#### Work to be completed:
Can you duplicate all of the material below word for word, but without the pictures?

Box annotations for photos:
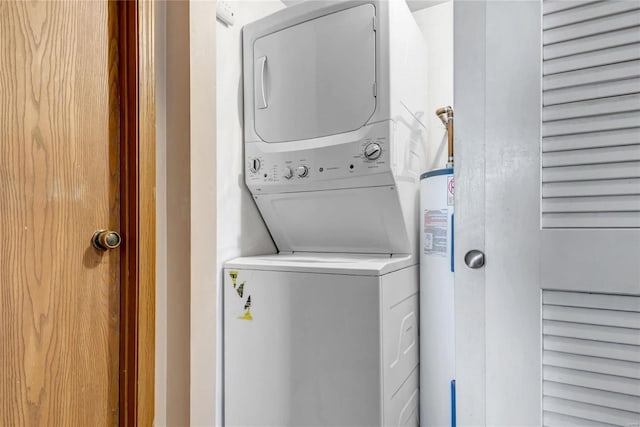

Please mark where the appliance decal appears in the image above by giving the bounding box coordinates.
[229,271,253,320]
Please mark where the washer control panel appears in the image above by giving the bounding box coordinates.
[245,132,391,188]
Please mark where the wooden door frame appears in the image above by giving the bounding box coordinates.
[117,0,156,426]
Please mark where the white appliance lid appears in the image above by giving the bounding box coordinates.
[224,252,415,276]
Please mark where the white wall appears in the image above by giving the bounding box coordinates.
[154,2,167,426]
[216,0,284,424]
[413,0,455,171]
[189,1,223,426]
[154,1,192,426]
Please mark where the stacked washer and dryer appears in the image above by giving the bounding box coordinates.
[224,0,426,426]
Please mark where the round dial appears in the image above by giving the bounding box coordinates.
[364,142,382,160]
[249,159,260,173]
[282,166,293,179]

#### Exercise solution:
Please mark where the appliance decal appears in the image above by giving the bounding box coordinates.
[229,271,253,320]
Please mark where the washer control panel appears in the image above by giving the bounding box coordinates.
[245,132,391,188]
Please mark where the wooden door frame appears in the image above by giving the bounding box coordinates.
[117,0,156,426]
Please mark where the white appliance lid appears in the image above by giving the bounding box coordinates.
[224,252,415,276]
Please mark where the white wall appears in the image above by giving the bounding box coordinates.
[154,2,167,426]
[216,0,284,424]
[413,0,455,171]
[189,1,223,426]
[154,1,192,426]
Please mark where the stacked washer and dryer appears in the image above by giving the bounding box coordinates.
[224,0,426,426]
Please mark where the round dial appears in the image above by giving the bounding box coordinates.
[364,142,382,160]
[249,159,260,173]
[282,166,293,179]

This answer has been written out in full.